### Items listed in a dataset
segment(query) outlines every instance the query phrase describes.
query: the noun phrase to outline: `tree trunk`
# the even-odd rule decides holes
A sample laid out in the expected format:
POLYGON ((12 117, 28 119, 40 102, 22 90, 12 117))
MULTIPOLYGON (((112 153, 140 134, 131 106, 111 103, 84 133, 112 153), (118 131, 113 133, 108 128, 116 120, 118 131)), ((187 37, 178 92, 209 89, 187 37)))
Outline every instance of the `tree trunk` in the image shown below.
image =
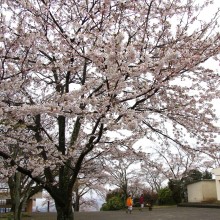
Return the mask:
POLYGON ((57 210, 57 220, 74 220, 73 210, 72 210, 72 201, 66 202, 65 206, 59 206, 56 201, 56 210, 57 210))

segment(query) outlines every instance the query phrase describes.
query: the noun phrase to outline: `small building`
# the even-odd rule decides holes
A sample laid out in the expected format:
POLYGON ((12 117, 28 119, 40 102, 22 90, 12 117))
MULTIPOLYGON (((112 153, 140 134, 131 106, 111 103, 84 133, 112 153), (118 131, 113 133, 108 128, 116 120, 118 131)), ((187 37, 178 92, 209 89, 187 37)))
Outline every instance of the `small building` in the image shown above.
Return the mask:
POLYGON ((187 185, 188 202, 214 202, 217 200, 214 179, 201 180, 187 185))
POLYGON ((212 173, 215 175, 217 200, 220 201, 220 168, 213 169, 212 173))
MULTIPOLYGON (((33 206, 35 206, 36 199, 42 198, 42 191, 33 195, 28 199, 27 204, 25 204, 24 210, 31 213, 33 206)), ((11 197, 9 188, 0 188, 0 212, 7 212, 11 209, 11 197)))

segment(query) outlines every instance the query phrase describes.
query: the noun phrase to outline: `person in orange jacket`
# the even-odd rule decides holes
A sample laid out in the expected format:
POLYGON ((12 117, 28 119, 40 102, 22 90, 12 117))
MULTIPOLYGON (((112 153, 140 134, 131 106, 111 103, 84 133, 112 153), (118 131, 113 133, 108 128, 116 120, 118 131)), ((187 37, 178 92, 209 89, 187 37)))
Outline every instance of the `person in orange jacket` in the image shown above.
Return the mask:
POLYGON ((132 207, 133 207, 133 200, 132 200, 132 197, 131 195, 128 196, 127 200, 126 200, 126 205, 128 207, 128 210, 126 212, 132 212, 132 207))

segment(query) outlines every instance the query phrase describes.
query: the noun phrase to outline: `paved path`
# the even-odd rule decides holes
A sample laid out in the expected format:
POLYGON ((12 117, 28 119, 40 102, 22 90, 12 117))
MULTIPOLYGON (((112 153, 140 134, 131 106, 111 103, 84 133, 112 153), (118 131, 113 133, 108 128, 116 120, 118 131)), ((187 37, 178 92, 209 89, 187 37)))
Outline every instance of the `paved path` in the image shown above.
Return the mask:
MULTIPOLYGON (((74 220, 220 220, 219 208, 169 207, 134 210, 131 214, 125 211, 108 212, 75 212, 74 220)), ((32 213, 22 220, 56 220, 56 213, 32 213)))
POLYGON ((220 209, 215 208, 158 208, 153 211, 134 210, 132 214, 115 212, 80 212, 74 220, 218 220, 220 209))

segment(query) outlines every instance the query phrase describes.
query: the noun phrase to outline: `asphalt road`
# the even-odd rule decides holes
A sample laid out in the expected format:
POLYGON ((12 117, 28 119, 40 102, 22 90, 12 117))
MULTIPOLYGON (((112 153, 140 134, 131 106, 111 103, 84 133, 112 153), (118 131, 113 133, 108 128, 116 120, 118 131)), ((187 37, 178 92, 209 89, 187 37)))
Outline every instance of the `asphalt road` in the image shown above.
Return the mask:
POLYGON ((216 208, 159 208, 153 211, 134 210, 131 214, 116 212, 75 213, 74 220, 220 220, 220 209, 216 208))
MULTIPOLYGON (((56 220, 56 213, 32 213, 22 220, 56 220)), ((133 210, 106 212, 75 212, 74 220, 220 220, 220 208, 169 207, 152 211, 133 210)))

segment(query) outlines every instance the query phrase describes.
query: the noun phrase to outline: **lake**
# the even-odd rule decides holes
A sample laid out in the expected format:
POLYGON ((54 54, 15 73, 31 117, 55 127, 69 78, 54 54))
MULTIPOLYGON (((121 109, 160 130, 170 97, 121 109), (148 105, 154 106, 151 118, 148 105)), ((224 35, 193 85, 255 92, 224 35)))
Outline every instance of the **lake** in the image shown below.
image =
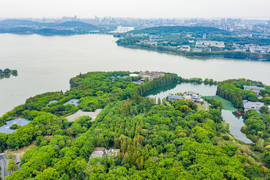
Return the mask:
POLYGON ((16 77, 0 80, 0 116, 37 94, 64 92, 71 78, 90 71, 162 71, 185 78, 245 78, 270 84, 268 62, 187 57, 124 48, 117 40, 100 34, 0 34, 0 69, 18 70, 16 77))
MULTIPOLYGON (((154 88, 142 94, 143 96, 149 96, 162 100, 169 93, 175 94, 177 92, 184 93, 185 92, 193 92, 202 96, 214 96, 216 94, 217 85, 204 84, 203 83, 174 83, 167 86, 154 88)), ((223 120, 229 124, 230 133, 237 140, 245 143, 252 142, 241 131, 241 127, 245 126, 243 119, 241 116, 235 112, 223 110, 222 116, 223 120)))

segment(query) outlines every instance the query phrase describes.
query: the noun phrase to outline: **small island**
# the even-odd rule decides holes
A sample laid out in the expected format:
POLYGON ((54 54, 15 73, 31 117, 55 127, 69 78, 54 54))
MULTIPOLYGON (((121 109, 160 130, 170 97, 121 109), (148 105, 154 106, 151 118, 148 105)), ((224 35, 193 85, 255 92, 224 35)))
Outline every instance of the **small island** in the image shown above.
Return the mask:
POLYGON ((0 69, 0 79, 3 78, 9 78, 10 75, 16 76, 18 76, 17 70, 10 70, 9 68, 6 68, 3 70, 0 69))

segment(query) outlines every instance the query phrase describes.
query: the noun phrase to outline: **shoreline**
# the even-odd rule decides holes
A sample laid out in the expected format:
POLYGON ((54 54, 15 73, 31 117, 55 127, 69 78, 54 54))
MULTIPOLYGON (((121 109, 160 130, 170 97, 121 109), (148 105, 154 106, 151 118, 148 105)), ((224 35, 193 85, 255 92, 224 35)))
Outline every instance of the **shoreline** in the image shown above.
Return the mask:
MULTIPOLYGON (((267 59, 264 59, 263 60, 260 60, 262 59, 262 58, 258 57, 257 58, 248 58, 246 57, 243 57, 243 56, 226 56, 224 55, 206 55, 206 56, 198 56, 198 55, 189 55, 185 53, 183 53, 181 52, 174 52, 172 51, 169 51, 169 50, 157 50, 156 48, 148 48, 148 47, 145 47, 143 46, 136 46, 136 45, 126 45, 126 44, 121 44, 119 43, 116 43, 117 46, 122 46, 123 47, 126 48, 138 48, 138 49, 145 49, 145 50, 153 50, 153 51, 156 51, 158 52, 167 52, 167 53, 172 53, 175 54, 180 54, 183 56, 187 56, 187 57, 198 57, 198 58, 237 58, 237 59, 241 59, 241 60, 256 60, 259 62, 270 62, 270 59, 267 60, 267 59)), ((251 52, 250 52, 251 53, 251 52)))

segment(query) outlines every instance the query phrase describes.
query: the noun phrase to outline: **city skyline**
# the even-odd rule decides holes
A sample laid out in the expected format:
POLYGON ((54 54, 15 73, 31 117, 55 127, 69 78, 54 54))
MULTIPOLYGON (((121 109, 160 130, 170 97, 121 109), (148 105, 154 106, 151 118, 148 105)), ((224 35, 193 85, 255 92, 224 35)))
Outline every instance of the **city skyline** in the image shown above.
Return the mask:
POLYGON ((0 17, 2 18, 60 18, 76 14, 81 18, 98 16, 134 18, 222 18, 244 19, 270 18, 268 8, 270 1, 227 0, 224 2, 195 0, 186 1, 170 0, 163 3, 160 0, 144 2, 139 0, 127 2, 116 0, 112 2, 103 0, 89 2, 81 0, 74 3, 71 0, 48 0, 40 5, 39 0, 23 2, 11 0, 2 2, 0 17), (15 4, 15 5, 14 5, 15 4), (222 8, 221 8, 222 7, 222 8), (251 16, 251 14, 253 14, 251 16))

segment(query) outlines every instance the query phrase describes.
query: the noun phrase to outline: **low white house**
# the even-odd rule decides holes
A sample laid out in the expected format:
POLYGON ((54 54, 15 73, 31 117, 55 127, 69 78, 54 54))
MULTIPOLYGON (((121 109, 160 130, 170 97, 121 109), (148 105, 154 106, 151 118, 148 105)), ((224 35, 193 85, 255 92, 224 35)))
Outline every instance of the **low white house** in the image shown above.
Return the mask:
POLYGON ((264 102, 250 102, 247 100, 243 100, 243 104, 245 112, 249 110, 255 110, 259 113, 261 113, 261 107, 265 106, 264 102))

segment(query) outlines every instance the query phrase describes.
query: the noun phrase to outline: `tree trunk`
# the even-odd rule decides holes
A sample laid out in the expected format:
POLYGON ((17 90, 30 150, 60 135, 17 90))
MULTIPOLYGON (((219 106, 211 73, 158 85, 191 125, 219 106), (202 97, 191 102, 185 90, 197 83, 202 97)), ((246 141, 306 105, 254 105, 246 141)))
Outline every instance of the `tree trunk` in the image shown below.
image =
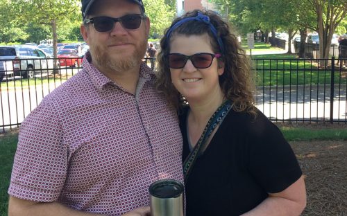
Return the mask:
POLYGON ((265 30, 265 43, 269 43, 269 30, 265 30))
POLYGON ((304 58, 305 56, 305 45, 306 44, 306 37, 307 37, 307 28, 300 29, 300 48, 299 57, 304 58))
POLYGON ((291 39, 294 37, 295 34, 296 34, 296 31, 294 32, 293 28, 289 28, 288 30, 288 54, 292 54, 291 52, 291 39))
POLYGON ((52 20, 52 35, 53 35, 53 66, 54 72, 56 73, 56 69, 58 69, 59 66, 58 64, 57 59, 57 42, 58 42, 58 35, 57 35, 57 20, 52 20))
POLYGON ((276 37, 275 37, 275 29, 271 30, 271 46, 276 46, 276 37))

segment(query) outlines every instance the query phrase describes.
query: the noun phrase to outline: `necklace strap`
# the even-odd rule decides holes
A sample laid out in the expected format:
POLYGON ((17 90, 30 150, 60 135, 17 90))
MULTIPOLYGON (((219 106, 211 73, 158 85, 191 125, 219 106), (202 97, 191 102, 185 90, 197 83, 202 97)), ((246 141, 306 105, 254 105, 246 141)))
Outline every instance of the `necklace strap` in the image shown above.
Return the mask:
POLYGON ((187 159, 183 163, 183 174, 185 175, 185 182, 187 181, 189 174, 192 171, 192 168, 196 161, 198 155, 200 154, 203 147, 206 145, 206 141, 211 136, 213 131, 219 124, 221 124, 223 120, 230 110, 232 105, 229 100, 226 100, 218 109, 214 111, 213 115, 210 118, 205 129, 200 136, 196 145, 193 150, 189 153, 187 159))

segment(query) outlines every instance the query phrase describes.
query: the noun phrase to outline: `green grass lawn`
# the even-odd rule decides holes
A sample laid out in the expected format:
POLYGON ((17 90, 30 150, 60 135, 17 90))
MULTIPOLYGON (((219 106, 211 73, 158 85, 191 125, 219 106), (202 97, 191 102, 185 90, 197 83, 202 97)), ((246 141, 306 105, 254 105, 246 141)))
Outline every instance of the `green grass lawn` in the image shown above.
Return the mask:
MULTIPOLYGON (((312 129, 303 127, 279 126, 288 141, 347 141, 345 129, 312 129)), ((13 156, 17 147, 17 130, 0 134, 0 216, 7 215, 8 196, 7 190, 10 184, 13 156)))

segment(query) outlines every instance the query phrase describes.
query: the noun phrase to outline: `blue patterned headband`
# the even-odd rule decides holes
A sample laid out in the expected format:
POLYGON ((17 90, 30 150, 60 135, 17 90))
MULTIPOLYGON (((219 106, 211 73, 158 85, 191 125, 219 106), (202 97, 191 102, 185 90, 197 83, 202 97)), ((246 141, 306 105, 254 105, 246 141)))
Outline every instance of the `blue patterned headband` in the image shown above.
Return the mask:
POLYGON ((170 29, 169 29, 169 31, 167 32, 167 45, 169 46, 169 43, 170 42, 170 36, 173 30, 174 30, 177 27, 180 26, 182 25, 183 23, 189 21, 189 20, 196 20, 198 21, 203 21, 205 24, 208 24, 210 27, 210 29, 211 29, 211 32, 212 33, 213 35, 216 38, 218 44, 219 45, 219 48, 221 48, 221 51, 222 53, 223 53, 224 51, 224 46, 223 44, 223 42, 221 41, 221 39, 220 37, 218 37, 217 35, 217 31, 216 30, 216 28, 213 26, 213 25, 210 22, 210 17, 208 16, 204 15, 200 12, 198 12, 198 15, 196 17, 185 17, 182 19, 181 20, 178 21, 176 22, 174 26, 171 27, 170 29))

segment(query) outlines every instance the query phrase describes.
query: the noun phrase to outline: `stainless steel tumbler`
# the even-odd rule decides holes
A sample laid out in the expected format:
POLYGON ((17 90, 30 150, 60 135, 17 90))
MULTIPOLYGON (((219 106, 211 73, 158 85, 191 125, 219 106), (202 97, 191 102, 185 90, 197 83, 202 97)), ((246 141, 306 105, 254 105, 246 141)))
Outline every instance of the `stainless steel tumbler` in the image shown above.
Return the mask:
POLYGON ((183 184, 174 179, 151 184, 151 216, 183 216, 183 184))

### THE PROBLEM
Pick out each line in the entries above that contains the word "shoreline".

### SOLUTION TO THE PROBLEM
query: the noun phrase to outline: **shoreline**
Outline every instance of the **shoreline** in the image shown above.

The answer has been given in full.